Thursday, April 11, 2013

Authenticity: just be you

By Janine Castro, PhD

I’ve been teaching a number of public speaking workshops for scientists lately and have stumbled across an interesting dilemma.  As an instructor, I make a diligent effort to model the behavior that I am trying to teach, because, after all, public speaking is a performance art. My goal, however, is not for students to emulate my style, but to create a style all their own. Demonstrating the “right” way to present invariably leads to the “wrong” way to present. I have come to the conclusion that there really is no correct presentation style, but there is your correct style.

A number of years ago, I was working with a colleague in eastern Oregon, and he insisted on wearing a cowboy hat and boots to public meetings with local landowners. He felt that by looking the part that he would gain credibility and trust with the locals. It backfired because he wasn’t being authentic – and he never gained their trust.

Authenticity is being “true to one's own personality, spirit, or character” (merriam-webster.com). When someone is authentic, we trust what they say to be true. When we sense that someone is withholding information, or that they are trying to mislead us in some way, alarms go off in our head and we become suspicious.

If you want an audience to believe what you are saying, be receptive to your ideas, trust your data, and accept your conclusions, then you must be wholly authentic. If you are using borrowed slides, mimicking a mannerism, or imitating a style of dress, then you are not being you and the audience will instinctively know. Because you are putting on a show, you will probably feel uncomfortable, and the audience will be uncomfortable as well. So the next time you are watching a really good speaker, or are sitting through a training course, keep asking yourself “that looks like a great idea, but will it work for me?” Try it on – how does it feel? As you experiment with new presentation styles and ideas, you will know which ones work for you because they will simply feel right – like your favorite pair of jeans.

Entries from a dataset
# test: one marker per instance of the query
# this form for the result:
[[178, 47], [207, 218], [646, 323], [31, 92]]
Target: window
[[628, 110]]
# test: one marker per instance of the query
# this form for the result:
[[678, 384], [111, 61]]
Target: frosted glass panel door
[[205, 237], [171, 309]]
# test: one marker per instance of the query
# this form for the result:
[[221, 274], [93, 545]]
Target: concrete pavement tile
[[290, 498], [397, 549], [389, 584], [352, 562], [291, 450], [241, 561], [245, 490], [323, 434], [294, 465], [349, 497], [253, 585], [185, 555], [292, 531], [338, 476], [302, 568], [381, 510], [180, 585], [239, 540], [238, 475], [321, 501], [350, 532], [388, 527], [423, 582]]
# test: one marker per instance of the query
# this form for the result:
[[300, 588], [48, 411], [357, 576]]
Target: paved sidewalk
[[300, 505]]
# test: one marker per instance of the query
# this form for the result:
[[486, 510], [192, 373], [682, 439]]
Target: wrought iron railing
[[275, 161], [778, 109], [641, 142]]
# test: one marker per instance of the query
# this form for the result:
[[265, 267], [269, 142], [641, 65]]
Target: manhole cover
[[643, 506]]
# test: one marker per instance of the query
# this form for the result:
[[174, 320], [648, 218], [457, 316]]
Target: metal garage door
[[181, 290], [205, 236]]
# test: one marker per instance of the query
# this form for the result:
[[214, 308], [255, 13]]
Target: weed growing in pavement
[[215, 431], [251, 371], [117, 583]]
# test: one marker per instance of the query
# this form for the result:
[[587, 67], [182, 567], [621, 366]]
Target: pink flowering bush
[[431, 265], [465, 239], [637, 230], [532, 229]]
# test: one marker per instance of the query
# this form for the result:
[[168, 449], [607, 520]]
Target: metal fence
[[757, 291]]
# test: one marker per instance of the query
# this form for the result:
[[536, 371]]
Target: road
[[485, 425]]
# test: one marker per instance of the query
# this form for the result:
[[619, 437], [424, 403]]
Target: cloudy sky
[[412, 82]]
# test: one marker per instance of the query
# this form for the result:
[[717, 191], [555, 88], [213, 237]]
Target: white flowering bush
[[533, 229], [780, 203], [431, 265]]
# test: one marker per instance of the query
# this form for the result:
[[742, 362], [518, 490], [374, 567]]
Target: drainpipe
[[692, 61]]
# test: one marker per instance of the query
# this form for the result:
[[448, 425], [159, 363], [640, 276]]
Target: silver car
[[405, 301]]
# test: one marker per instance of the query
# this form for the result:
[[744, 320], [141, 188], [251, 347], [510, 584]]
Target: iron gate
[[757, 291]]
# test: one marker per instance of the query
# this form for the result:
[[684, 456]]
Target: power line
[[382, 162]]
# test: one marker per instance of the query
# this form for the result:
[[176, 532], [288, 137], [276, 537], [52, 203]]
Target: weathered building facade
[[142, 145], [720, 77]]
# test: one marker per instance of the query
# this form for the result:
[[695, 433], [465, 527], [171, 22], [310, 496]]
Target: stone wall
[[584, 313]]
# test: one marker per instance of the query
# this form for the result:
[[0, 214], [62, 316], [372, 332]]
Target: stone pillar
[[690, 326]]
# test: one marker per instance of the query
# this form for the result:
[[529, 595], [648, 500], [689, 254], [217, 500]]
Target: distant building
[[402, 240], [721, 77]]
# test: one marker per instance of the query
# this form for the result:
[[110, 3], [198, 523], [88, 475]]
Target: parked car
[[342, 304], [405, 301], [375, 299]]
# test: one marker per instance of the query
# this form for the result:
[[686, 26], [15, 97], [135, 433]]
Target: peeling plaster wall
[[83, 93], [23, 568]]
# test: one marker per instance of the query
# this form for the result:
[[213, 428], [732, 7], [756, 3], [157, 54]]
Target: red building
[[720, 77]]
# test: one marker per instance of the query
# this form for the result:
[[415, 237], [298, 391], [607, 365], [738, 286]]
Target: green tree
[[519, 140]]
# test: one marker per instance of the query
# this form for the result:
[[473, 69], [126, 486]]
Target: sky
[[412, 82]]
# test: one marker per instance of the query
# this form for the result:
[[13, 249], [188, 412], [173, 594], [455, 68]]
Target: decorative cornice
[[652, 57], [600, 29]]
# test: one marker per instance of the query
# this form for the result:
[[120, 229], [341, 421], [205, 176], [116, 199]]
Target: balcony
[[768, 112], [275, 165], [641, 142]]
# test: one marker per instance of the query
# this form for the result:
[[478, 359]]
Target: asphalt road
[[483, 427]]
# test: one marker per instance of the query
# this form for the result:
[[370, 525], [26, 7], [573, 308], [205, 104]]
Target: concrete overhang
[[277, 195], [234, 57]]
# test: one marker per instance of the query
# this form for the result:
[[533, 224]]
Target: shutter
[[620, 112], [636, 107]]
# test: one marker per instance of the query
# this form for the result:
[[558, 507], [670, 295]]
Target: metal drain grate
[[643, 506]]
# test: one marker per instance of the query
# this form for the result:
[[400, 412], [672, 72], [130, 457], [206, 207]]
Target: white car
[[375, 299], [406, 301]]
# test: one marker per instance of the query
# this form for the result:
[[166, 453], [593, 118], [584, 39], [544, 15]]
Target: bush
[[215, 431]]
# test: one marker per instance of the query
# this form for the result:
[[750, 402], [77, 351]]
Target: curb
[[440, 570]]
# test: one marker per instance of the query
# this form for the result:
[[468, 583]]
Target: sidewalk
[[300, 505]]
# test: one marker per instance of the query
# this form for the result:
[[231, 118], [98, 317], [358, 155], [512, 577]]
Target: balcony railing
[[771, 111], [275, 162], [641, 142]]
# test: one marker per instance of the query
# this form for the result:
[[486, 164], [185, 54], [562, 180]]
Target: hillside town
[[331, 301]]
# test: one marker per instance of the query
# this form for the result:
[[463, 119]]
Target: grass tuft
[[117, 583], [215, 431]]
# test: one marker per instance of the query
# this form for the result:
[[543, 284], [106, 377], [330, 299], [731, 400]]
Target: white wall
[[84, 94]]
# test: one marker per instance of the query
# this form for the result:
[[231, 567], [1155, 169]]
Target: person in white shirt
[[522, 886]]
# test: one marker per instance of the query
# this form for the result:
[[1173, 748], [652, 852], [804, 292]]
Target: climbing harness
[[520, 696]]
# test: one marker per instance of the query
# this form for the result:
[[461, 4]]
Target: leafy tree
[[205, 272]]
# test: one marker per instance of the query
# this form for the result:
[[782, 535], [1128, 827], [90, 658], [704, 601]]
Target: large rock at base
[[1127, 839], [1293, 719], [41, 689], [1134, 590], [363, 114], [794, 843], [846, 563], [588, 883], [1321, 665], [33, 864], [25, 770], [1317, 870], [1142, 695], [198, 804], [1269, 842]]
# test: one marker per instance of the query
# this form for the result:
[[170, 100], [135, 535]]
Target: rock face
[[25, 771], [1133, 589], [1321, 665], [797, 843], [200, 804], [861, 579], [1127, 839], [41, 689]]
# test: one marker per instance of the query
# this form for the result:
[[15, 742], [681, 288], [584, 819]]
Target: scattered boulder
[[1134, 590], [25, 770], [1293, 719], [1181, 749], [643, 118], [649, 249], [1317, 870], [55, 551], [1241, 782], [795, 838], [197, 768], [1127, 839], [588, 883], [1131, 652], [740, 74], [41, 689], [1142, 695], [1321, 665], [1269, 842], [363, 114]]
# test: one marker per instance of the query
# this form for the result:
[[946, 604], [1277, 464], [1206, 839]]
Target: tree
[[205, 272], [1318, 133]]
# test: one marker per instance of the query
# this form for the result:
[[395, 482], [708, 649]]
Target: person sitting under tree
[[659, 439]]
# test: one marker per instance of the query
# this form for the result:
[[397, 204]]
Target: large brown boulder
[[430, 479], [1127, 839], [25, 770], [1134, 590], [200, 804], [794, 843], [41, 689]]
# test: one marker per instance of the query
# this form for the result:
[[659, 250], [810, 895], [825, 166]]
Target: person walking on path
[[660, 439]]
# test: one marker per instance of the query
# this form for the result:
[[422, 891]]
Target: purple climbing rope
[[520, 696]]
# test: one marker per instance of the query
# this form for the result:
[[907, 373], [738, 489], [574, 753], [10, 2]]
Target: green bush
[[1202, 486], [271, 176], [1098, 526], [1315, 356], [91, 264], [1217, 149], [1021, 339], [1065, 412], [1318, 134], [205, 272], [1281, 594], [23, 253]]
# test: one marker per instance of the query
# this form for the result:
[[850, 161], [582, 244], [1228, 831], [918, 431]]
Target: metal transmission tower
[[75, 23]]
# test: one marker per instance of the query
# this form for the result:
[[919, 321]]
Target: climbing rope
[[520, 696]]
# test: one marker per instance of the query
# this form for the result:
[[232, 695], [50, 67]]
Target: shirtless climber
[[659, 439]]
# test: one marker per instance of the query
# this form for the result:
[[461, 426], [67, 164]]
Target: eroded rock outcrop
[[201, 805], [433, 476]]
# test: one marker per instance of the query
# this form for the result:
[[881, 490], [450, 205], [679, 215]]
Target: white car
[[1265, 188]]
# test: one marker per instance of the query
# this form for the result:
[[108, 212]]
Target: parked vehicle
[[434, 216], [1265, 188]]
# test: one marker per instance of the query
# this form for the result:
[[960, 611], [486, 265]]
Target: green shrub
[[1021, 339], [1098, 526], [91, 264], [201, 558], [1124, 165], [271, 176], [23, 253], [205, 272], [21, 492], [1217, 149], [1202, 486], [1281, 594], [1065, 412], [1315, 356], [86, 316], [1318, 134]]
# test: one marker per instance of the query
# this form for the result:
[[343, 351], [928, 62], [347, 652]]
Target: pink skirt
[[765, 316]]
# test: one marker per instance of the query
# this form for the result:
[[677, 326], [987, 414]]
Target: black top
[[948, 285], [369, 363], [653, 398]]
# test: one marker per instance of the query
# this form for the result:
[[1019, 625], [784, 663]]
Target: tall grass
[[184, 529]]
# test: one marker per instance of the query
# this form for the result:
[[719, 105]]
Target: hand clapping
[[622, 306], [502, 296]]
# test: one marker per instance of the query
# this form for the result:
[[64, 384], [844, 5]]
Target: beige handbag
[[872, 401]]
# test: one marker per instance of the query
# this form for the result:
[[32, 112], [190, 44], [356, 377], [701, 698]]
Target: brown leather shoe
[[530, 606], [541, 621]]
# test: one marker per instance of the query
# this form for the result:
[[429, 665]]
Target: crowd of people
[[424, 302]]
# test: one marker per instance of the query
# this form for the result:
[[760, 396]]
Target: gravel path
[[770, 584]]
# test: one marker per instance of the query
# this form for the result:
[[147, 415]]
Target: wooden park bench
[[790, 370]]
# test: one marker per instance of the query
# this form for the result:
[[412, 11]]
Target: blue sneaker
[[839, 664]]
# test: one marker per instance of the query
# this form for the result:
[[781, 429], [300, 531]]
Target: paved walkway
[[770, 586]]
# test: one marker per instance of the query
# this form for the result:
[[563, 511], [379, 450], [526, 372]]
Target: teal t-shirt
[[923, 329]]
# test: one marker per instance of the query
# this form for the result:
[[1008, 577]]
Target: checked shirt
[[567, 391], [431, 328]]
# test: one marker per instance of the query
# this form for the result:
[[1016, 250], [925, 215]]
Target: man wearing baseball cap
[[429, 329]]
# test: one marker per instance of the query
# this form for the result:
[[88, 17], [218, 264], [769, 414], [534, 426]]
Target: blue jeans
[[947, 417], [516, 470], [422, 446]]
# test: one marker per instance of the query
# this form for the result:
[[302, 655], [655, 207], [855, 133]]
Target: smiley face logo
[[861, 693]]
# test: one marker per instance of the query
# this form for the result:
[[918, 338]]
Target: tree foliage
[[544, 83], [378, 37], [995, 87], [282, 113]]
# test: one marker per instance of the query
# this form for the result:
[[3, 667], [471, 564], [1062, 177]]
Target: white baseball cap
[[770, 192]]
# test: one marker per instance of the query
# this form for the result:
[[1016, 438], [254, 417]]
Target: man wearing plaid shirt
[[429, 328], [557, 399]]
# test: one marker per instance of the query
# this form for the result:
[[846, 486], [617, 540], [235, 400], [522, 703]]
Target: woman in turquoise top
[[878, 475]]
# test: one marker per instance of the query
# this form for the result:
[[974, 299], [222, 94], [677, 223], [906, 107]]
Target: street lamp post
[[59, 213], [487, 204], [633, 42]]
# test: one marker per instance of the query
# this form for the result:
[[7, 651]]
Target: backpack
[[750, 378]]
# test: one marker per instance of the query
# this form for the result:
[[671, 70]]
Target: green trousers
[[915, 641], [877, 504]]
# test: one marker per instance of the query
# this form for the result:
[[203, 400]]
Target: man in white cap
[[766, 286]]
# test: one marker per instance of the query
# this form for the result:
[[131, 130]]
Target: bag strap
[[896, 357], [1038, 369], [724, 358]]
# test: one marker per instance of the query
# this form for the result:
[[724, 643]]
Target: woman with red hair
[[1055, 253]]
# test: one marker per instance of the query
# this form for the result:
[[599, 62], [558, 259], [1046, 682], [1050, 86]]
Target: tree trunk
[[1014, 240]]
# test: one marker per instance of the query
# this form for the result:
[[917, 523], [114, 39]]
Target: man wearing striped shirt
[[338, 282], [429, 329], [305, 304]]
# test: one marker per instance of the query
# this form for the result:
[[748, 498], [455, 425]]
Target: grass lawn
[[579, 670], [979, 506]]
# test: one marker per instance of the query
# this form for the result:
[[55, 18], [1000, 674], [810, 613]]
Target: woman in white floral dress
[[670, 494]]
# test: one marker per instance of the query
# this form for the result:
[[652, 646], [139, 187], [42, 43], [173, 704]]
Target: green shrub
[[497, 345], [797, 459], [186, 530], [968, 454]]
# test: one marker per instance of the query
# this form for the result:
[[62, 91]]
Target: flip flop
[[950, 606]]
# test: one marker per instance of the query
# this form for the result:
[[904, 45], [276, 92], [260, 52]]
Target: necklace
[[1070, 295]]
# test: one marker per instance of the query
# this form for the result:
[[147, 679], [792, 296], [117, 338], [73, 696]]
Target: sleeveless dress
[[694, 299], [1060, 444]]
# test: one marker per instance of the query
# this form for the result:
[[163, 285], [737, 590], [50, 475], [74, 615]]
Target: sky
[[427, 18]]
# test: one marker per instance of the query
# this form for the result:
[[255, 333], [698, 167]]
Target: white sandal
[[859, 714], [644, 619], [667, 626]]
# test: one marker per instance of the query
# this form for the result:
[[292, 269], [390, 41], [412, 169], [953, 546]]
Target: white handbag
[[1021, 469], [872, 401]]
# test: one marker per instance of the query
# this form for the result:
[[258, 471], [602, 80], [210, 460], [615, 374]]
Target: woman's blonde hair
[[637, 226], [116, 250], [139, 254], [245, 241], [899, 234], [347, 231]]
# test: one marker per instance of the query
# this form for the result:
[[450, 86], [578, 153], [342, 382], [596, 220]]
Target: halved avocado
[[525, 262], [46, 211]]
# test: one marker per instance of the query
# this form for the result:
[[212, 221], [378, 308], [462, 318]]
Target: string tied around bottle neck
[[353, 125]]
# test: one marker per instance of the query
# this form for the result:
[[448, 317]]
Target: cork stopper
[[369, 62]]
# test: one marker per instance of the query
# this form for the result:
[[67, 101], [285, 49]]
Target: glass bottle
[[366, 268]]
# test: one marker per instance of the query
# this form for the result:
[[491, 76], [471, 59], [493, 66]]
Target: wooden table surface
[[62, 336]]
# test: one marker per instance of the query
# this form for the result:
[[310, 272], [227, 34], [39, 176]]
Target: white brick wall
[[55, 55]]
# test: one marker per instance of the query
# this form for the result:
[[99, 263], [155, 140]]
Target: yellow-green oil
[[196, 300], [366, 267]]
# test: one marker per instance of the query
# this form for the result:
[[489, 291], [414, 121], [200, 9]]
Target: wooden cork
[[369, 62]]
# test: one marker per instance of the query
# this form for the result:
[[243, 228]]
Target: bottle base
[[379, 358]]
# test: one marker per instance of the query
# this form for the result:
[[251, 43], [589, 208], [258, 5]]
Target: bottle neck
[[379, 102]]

PROBLEMS AND TASKS:
1 - According to the authenticity post, what must an audience do that requires a speaker to be wholly authentic? List each of these things.
2 - Count the lines of the records that contain the word "paved". Reply with the number only.
The authenticity post and the records are unrelated material.

RESULTS BY TASK:
1 -
- Believe what you are saying
- Be receptive to your ideas
- Trust your data
- Accept your conclusions

2 - 2